The problem
Without reproducing any picture, copy the records word for word.

Material provided
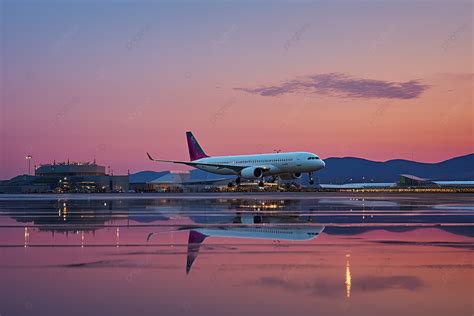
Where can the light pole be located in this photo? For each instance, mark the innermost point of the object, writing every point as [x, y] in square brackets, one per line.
[29, 163]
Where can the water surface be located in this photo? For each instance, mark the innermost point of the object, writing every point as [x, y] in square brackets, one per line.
[298, 254]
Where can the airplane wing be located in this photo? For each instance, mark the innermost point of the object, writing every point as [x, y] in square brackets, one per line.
[235, 168]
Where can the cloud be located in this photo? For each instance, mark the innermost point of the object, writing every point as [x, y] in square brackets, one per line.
[344, 86]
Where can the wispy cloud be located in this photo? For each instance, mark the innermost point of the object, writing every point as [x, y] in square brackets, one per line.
[342, 85]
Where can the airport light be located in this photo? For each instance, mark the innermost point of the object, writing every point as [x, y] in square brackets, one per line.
[29, 163]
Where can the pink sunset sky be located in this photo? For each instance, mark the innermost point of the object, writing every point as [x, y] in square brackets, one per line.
[111, 80]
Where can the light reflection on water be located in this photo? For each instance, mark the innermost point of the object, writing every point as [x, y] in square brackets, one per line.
[336, 254]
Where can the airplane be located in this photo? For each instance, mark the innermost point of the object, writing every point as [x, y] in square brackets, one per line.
[285, 165]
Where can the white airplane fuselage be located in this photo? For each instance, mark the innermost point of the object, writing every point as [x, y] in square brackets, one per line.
[276, 163]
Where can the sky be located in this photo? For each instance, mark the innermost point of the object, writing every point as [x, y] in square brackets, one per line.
[111, 80]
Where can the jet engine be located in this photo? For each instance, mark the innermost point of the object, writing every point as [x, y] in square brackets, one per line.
[251, 173]
[290, 176]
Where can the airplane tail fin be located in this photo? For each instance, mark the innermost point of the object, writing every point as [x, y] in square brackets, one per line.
[195, 151]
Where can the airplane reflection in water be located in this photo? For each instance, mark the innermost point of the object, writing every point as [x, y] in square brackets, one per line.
[258, 225]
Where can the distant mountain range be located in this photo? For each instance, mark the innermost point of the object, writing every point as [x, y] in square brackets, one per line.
[349, 169]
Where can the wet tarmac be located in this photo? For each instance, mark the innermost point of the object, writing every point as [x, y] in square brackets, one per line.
[234, 254]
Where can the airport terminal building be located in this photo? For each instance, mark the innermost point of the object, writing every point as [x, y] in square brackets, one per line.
[66, 177]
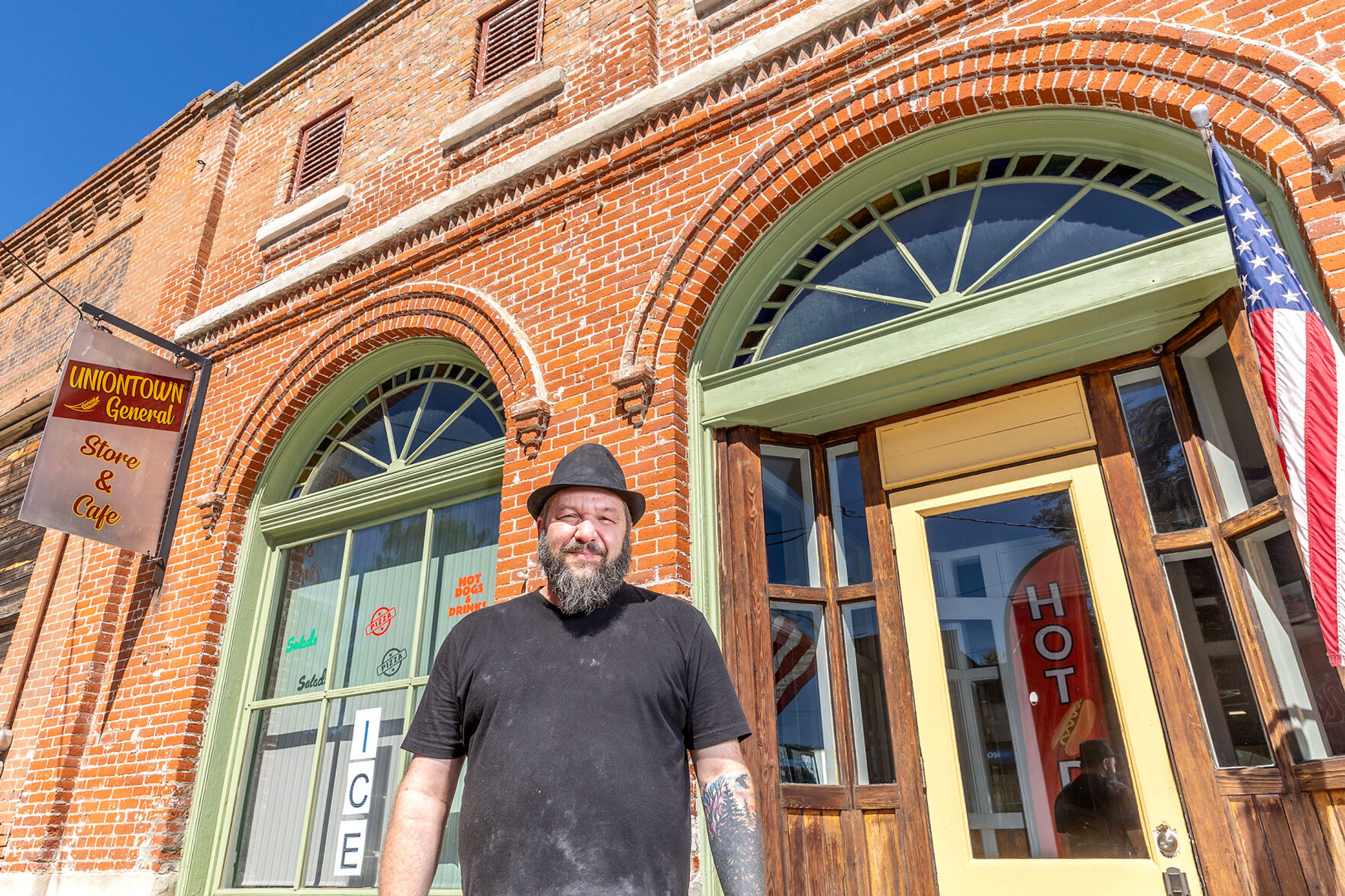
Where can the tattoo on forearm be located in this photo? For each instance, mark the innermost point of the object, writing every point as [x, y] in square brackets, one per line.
[735, 829]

Reply
Where can the light pole be located in this photo? For each instance, mark the innermost point of the object, writing every point as [x, y] in square brackets, one per line.
[29, 163]
Where can the water surface be located in this photo? For each instance, mark the innermost point of the object, writing every point as [x, y] in square brackets, one per line.
[298, 254]
Where can the airplane wing be located in this photo? For each instance, mark the innermost point of the object, writing every point as [x, y] in square brackets, one per line.
[235, 168]
Where can the cloud be located in this photo? For each instance, mark the innermost point of the object, writing every point as [x, y] in square brackets, one per line.
[344, 86]
Where can the wispy cloud be located in this photo? For each instance, mark the innermost point of the object, writing every point as [x, y] in square brackets, one per line.
[342, 85]
Where can the airport light be located in this photo? For each instance, mark the innermost point of the object, writing every point as [x, y] in square brackets, one per line.
[29, 163]
Where can the pink sunset sky be located in this photo? For each instance, mark the innermost point of the object, writing every point as [x, y] in square brackets, one per line.
[111, 80]
Where can the light reflection on water be located in this photo? For each instance, mark the innermost point of the object, writing every point as [x, y] in square brackets, one per line.
[336, 254]
Where can the airplane be located in this photo? For each instance, mark the innermost point of the object, writing every point as [x, y] in square brackets, one per line.
[285, 165]
Where can the white airplane fuselage be located in this photo? For each instance, mark the innermost point of the object, writing every point as [x, y] in square brackets, one per line.
[276, 163]
Where can the sky be located in this photo? For each instance, mark the innermost point of the object, writing every point as [x, y] in square brackets, one per line.
[111, 80]
Where can the jet engine be located in this photo? For each instance, mark the innermost point of the object, writing every point as [x, y] in square brackets, one per line.
[251, 173]
[290, 176]
Where can the airplane tail fin be located in this photo? For each instance, mark the innermost point of the object, writing every point as [x, y] in square brackets, one per line.
[195, 151]
Where can the airplane reflection in water be located in this photo? For each instance, mark the innermost point of the object, writing every point as [x, y] in square brackets, one per line.
[258, 225]
Where can the distant mountain range be located in this photo? For each instance, mark the innermost point of the object, writing every point as [x, y] in square brackets, one per line.
[349, 169]
Where can the wet tarmac be located in this photo? For each instance, mark the innermost point of the object, writing every point as [x, y] in square brackets, one per line.
[234, 254]
Where can the airport terminal building be located in this photo? For each instance, mark the innermost point of the object, writing every point as [x, y] in square brackets, one per line.
[66, 177]
Where can the tattoo on forearm be located in this photo? For each instance, mark the innermost point of the object, writing every point as [x, y] in square brackets, one per line.
[735, 829]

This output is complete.